** start of Data section **
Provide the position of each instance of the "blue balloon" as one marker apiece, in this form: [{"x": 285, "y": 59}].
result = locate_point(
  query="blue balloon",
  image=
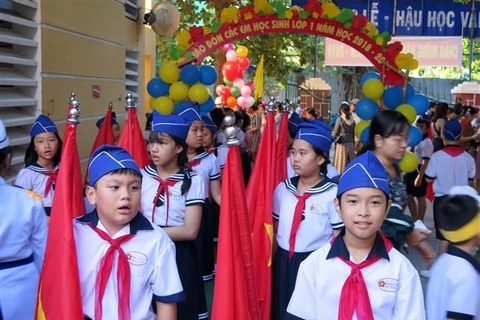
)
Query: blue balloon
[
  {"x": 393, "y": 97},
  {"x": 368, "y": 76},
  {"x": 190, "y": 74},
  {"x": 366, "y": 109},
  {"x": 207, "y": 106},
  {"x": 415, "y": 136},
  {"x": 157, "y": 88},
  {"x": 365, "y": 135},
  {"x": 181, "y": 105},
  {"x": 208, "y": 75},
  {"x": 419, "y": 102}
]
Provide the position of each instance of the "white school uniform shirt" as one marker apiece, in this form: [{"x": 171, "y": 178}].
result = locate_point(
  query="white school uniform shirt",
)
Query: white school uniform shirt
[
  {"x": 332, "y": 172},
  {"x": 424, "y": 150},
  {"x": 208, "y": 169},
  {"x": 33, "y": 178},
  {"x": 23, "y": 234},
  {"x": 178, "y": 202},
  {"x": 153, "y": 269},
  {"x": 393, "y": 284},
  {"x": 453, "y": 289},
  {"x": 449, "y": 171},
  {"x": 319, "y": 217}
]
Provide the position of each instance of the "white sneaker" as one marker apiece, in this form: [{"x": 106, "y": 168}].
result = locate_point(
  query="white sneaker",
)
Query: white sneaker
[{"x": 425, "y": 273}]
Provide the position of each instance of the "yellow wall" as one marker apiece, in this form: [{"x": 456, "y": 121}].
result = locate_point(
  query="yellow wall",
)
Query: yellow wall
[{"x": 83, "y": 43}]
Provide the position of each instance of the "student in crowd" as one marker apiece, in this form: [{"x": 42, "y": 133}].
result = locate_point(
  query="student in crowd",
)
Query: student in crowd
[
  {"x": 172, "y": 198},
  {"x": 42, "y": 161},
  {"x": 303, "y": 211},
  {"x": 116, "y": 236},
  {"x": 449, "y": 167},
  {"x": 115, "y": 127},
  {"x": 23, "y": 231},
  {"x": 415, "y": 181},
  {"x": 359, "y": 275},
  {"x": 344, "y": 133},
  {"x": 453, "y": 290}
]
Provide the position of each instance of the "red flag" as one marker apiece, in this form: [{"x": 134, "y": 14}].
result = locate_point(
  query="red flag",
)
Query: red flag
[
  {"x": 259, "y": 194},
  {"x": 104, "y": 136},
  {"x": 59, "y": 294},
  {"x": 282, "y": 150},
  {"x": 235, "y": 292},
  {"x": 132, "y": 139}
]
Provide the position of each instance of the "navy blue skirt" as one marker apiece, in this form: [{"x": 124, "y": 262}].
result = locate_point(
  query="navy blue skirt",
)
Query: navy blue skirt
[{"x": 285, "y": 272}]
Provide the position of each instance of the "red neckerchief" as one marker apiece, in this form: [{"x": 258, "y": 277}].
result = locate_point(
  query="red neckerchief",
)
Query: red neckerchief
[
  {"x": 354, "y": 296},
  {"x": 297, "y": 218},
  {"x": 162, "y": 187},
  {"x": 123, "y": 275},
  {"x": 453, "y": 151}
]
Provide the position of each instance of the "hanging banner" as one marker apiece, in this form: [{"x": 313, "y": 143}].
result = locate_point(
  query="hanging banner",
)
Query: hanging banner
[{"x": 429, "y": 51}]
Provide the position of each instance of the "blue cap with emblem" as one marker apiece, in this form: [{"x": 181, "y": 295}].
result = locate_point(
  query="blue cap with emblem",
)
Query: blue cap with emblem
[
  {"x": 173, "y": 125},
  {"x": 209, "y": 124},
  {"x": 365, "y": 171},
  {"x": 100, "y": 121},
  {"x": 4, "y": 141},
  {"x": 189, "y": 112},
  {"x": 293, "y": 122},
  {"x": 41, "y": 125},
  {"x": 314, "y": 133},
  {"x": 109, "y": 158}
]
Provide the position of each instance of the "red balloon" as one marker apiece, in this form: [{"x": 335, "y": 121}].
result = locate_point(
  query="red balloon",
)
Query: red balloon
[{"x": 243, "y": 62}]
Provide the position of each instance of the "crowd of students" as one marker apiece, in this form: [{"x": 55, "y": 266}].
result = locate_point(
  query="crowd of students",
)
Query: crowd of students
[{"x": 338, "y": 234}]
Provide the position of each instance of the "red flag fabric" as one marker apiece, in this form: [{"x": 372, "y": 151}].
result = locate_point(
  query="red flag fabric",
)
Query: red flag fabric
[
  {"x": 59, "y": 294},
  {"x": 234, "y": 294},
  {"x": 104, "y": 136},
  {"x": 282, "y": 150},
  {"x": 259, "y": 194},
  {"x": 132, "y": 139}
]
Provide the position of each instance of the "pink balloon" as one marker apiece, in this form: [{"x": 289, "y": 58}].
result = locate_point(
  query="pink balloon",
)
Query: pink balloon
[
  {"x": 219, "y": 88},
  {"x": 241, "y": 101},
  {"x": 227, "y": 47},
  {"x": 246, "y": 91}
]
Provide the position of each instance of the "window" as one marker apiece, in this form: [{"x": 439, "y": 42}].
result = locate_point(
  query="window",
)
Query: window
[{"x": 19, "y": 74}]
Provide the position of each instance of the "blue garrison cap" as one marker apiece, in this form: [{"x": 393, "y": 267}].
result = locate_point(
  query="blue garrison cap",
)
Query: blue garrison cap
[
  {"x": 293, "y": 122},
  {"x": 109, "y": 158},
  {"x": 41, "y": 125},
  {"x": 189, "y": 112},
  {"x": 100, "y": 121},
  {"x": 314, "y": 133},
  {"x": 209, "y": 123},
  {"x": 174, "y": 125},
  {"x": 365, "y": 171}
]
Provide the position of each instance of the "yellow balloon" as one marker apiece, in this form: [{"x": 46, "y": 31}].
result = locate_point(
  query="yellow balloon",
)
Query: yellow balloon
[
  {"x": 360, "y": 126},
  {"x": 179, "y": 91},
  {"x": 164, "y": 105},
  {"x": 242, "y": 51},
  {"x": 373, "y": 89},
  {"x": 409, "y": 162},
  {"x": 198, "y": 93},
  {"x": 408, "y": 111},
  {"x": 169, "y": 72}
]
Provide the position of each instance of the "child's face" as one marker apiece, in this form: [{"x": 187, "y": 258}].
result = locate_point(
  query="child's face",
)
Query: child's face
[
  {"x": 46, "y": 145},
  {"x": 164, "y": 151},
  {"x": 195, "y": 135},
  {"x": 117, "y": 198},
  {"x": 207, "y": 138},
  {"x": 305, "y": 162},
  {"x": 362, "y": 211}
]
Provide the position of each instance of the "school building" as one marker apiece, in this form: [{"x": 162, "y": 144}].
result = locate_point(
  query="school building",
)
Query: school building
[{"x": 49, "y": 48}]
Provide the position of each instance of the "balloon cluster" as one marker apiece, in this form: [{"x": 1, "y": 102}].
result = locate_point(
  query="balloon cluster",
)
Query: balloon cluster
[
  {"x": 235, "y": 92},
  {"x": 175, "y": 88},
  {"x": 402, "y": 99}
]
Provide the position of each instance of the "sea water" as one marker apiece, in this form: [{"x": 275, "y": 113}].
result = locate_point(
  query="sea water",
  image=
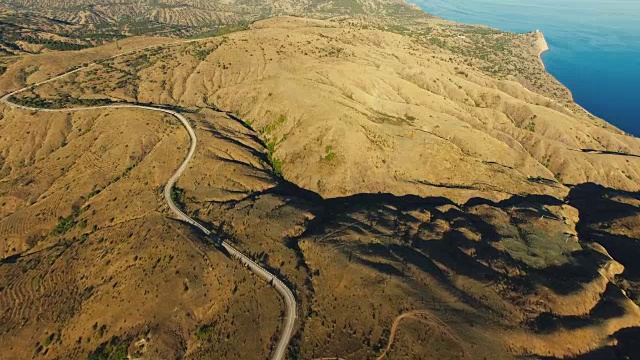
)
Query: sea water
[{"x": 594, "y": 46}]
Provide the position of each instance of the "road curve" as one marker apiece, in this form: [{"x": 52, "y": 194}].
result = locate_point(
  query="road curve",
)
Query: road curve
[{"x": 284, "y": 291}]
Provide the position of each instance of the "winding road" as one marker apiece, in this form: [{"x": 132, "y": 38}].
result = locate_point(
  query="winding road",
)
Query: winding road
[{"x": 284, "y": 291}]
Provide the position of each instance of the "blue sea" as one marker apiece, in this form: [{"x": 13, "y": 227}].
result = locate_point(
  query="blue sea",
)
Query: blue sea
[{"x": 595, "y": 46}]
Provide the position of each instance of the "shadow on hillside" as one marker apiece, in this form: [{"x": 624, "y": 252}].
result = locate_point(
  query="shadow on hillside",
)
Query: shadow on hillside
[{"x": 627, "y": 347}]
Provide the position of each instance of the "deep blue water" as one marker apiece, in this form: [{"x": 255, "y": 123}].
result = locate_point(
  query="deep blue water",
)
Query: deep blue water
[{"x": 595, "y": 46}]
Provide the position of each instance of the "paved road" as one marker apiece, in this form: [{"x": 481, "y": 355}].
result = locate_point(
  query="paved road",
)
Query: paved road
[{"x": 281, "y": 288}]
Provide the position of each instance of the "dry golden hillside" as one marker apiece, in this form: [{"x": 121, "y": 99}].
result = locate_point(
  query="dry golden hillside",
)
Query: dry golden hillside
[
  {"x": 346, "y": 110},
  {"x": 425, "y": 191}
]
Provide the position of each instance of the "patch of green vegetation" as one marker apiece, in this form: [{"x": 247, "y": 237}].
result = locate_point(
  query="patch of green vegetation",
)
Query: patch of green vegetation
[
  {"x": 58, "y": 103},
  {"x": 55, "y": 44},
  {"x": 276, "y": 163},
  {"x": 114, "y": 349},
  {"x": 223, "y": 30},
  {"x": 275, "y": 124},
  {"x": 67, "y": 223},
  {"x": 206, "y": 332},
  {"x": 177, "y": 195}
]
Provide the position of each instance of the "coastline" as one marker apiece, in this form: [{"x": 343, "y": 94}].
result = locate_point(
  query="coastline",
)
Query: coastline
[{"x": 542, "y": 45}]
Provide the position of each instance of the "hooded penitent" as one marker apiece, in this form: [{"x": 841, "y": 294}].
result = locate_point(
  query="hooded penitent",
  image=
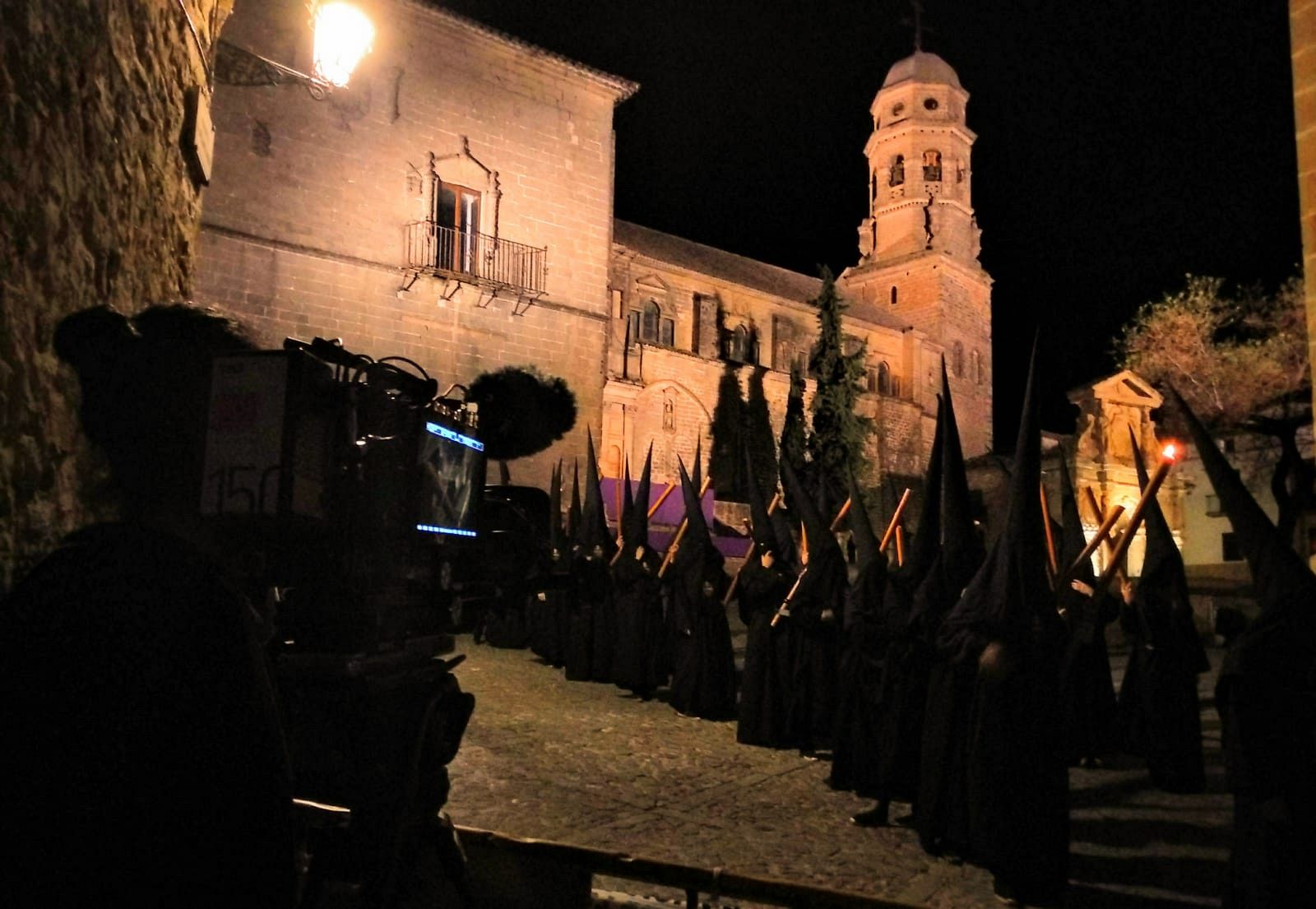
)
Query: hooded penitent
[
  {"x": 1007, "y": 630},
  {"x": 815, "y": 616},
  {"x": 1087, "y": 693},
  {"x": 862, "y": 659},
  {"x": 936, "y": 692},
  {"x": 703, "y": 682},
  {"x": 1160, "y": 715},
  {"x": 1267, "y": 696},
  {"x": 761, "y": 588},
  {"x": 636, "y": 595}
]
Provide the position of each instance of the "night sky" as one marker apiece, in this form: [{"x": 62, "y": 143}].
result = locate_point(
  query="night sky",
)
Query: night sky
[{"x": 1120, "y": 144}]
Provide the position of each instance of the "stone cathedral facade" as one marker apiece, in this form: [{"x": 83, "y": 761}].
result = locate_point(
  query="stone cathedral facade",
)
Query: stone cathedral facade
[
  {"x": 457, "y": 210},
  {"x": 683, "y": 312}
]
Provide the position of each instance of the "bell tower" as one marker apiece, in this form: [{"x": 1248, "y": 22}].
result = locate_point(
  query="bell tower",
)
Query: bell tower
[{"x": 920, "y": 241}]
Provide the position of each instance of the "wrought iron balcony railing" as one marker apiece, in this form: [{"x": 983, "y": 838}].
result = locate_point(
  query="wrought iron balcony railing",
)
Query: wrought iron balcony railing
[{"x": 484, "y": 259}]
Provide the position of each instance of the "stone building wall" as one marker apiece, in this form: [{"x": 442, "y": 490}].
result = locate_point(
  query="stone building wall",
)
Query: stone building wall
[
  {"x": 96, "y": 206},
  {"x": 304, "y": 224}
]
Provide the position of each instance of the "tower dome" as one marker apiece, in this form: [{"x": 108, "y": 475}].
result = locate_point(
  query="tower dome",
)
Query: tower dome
** end of Data section **
> [Task description]: Please count how many lines in the rows above contain the string "flag", and give only that number.

> [Answer for this exercise]: 6